What to do
A. List every claim the pull plow thread says Short Iron made about how its plows compare with Ebling's.
B. Answer these questions using the pull plow thread, one per line:
(i) What was the company now at shortironfab.com previously called?
(ii) In what form does the poster want time savings reported?
(iii) Besides the existing threads on Eblings, what was the poster hoping for?

Excerpt provided
# Short Iron Fab-16 Foot Back blade



## hansenslawncare (Feb 23, 2012)

Previously called Sno Kontrol, http://shortironfab.com/ is one of the companies making a 16 foot pull plow.

My questions are for those using pull plows, on residentials and small commercials ( gas stations, etc.) how much time has this saved you ??? (in percentages please, driveway sizes differ so percentages allow me to calculate it compared to my drives.)

Also, does anybody have an opinion on the Short Iron fabs versus the Ebling?

Short Iron told me their plows are self contained whereas Ebling has a lot more exposed to the elements. Also, Short Iron's plows are built stronger than Eblings and theirs also react/respond quicker than Eblings.

Any input out there? I'm going to pull the trigger quickly on one of these two.

Thanks.


----------



## hansenslawncare (Feb 23, 2012)

I know there's threads out there on the Eblings, but I was hoping for more of a comparison between the two and maybe some feedback from those who have a black blade.

Material

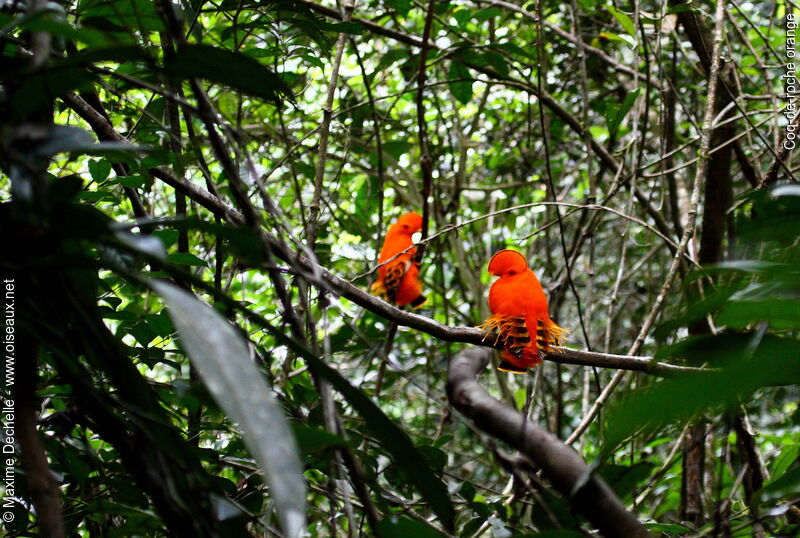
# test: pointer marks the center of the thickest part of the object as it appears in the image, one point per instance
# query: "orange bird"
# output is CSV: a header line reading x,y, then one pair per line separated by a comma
x,y
398,281
519,308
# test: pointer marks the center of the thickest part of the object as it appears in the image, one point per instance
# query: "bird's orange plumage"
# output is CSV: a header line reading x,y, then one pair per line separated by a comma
x,y
398,281
519,313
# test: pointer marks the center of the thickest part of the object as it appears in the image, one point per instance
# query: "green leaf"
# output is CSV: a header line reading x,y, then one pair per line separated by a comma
x,y
749,362
184,258
672,529
229,68
222,359
315,439
461,89
401,6
624,19
788,455
786,485
99,170
624,479
405,527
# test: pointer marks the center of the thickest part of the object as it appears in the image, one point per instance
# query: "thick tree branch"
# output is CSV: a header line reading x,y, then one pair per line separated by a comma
x,y
559,463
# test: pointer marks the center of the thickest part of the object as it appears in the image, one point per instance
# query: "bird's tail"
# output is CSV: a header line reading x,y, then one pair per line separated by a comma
x,y
378,289
520,353
549,334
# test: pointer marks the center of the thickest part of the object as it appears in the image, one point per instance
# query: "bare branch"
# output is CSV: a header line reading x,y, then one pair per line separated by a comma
x,y
559,463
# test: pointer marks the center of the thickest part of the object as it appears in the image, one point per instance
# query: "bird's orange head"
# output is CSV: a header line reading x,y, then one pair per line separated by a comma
x,y
507,263
409,223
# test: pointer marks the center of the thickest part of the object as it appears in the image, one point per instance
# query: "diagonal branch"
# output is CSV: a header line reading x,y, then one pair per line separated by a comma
x,y
560,464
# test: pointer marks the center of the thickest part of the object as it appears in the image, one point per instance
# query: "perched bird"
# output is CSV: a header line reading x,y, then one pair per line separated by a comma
x,y
398,281
519,310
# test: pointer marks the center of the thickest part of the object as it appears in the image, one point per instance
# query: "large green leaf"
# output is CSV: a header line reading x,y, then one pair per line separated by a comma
x,y
233,69
395,440
223,361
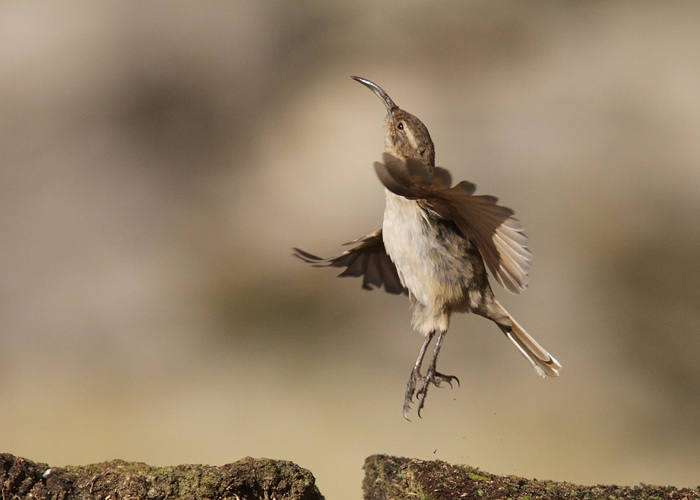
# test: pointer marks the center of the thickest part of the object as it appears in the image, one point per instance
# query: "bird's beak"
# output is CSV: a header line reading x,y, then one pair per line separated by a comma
x,y
390,106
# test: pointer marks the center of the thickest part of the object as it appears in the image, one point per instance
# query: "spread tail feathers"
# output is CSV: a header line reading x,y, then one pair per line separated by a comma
x,y
544,363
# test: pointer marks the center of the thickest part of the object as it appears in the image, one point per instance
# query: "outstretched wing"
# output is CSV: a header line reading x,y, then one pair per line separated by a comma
x,y
491,227
367,259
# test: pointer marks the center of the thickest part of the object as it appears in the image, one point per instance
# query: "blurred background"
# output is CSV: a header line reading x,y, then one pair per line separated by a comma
x,y
158,161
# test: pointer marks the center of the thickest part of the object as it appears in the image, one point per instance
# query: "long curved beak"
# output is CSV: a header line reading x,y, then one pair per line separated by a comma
x,y
390,106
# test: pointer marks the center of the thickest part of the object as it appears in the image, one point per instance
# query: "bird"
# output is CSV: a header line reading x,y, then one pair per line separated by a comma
x,y
437,244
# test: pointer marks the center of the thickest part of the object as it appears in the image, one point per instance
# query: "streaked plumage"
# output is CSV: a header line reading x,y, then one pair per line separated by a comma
x,y
436,243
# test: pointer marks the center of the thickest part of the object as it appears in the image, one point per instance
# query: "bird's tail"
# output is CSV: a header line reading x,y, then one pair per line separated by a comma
x,y
544,363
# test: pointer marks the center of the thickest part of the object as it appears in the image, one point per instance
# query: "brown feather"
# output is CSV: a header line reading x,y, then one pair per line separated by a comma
x,y
491,227
368,259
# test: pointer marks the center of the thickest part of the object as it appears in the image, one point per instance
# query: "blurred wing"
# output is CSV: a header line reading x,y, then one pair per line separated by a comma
x,y
491,227
367,259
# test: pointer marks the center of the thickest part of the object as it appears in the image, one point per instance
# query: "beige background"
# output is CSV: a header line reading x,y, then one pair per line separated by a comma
x,y
160,159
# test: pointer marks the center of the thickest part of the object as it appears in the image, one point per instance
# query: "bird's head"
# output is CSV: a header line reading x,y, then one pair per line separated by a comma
x,y
406,136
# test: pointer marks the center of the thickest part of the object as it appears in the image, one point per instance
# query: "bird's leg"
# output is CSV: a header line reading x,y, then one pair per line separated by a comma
x,y
432,376
415,375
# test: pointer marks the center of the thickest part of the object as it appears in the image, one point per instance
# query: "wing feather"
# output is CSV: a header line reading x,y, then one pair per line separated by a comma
x,y
367,259
492,228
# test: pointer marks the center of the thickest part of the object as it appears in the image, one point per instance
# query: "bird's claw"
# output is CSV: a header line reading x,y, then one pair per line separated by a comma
x,y
431,377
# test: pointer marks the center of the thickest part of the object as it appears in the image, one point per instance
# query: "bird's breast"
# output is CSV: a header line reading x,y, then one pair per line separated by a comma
x,y
431,259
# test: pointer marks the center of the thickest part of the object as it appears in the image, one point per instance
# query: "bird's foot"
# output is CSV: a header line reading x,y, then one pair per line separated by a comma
x,y
436,378
431,377
410,391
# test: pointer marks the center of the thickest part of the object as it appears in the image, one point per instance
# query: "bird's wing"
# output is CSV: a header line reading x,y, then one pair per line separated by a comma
x,y
368,258
491,227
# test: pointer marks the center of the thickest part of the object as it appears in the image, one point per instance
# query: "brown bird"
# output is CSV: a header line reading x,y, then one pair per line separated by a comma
x,y
436,245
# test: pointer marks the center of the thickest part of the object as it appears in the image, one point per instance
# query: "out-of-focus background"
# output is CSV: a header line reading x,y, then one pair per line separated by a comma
x,y
158,160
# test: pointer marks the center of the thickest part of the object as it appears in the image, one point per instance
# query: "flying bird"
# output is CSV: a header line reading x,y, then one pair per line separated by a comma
x,y
436,244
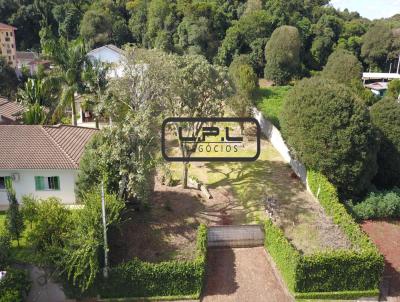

Answers for the tasks
A.
- Short Iron's plows are self contained, while Ebling has a lot more exposed to the elements.
- Short Iron's plows are built stronger than Ebling's.
- Short Iron's plows react and respond quicker than Ebling's.

B.
(i) Sno Kontrol
(ii) In percentages
(iii) More of a comparison between the two, and maybe some feedback from those who have one